Although school lunches have come a long way since the USDA under President Reagan tried to reclassify ketchup as a vegetable to save money, improvement is still sorely needed. The School Lunch Program was created so that no child would have to learn on an empty stomach. However, no one paid much attention to whether or not school food was healthy. Fast-forward 65 years, and now, according to the surgeon general, obesity is the fastest growing health risk in the nation, with the prevalence in childhood expected to double in the next two decades. While many factors contribute to obesity, poor nutrition plays a leading role.
Most of the students and staff I surveyed thought our cafeteria didn’t serve healthy lunches. About half don’t eat the cafeteria food because “the food is really greasy.” Even students who eat it say the cafeteria offerings are “unhealthy” and include “too many high calorie foods. Freshman Ben Harrington buys lunch only because he is “too lazy to make it.” Other kids don’t have a choice and buy lunch because they don’t have the food for lunch at home.
Although it may appear that most of the offerings are not healthy, students can find healthy options like salad and baked chips, but still long for more variety, with something different everyday.
Other districts around the country have begun to offer a minimum of four low-fat vegetable side dishes every day. We’re not even close! It doesn’t have to be gourmet to be healthier. Students would like more salads, fresh fruits, and vegetables. Noelle Williams suggests “low-fat smoothies.” Luke Babich wants “vegetarian options.” Joe Egan packs “a PB&J with fruit and crackers,” which he rightly considers healthy. These seem like relatively simple additions to our menu.

__Instructions to follow__:
Decide whether each statement agrees with the passage on school lunches, answering yes or no and quoting the words from the passage that settle it.
1. The School Lunch Program was set up so that children would not have to learn while hungry.
2. Ben Harrington buys lunch because he thinks the cafeteria food is healthy.
3. Noelle Williams asks for vegetarian options.
You can ignore the rows after this point.

__Data for analysis__:

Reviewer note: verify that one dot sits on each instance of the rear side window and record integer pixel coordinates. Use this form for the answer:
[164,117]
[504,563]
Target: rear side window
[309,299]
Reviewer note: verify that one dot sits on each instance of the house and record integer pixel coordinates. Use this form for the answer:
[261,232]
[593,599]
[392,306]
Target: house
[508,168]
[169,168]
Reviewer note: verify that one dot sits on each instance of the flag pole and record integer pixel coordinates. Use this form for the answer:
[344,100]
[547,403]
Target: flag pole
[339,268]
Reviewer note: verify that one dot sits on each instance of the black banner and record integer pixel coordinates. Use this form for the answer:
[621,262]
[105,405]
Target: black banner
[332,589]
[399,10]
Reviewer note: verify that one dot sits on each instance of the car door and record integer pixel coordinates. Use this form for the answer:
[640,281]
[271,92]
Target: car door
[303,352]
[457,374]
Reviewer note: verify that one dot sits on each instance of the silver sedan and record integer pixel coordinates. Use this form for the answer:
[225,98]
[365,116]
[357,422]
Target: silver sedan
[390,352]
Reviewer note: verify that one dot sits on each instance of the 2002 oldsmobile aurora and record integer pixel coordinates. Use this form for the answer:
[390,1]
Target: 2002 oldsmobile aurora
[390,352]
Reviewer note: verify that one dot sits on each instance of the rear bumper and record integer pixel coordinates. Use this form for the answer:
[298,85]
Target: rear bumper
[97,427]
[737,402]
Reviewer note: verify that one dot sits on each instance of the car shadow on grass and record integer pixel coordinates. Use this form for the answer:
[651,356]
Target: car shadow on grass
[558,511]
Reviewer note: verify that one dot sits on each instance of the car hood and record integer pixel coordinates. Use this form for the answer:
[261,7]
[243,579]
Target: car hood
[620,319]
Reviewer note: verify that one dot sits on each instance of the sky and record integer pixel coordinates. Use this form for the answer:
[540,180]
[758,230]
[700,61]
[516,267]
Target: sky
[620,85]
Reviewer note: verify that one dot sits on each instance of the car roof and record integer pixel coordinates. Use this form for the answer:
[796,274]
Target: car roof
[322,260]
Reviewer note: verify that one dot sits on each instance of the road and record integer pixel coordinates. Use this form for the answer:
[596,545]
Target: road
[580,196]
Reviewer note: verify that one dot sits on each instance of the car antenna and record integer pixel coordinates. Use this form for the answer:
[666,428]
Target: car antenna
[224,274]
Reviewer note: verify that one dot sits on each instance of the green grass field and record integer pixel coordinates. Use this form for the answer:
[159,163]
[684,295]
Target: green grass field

__Output for this exercise__:
1. Yes: "The School Lunch Program was created so that no child would have to learn on an empty stomach."
2. No: "Freshman Ben Harrington buys lunch only because he is “too lazy to make it.”"
3. No: "Noelle Williams suggests “low-fat smoothies.” Luke Babich wants “vegetarian options.”"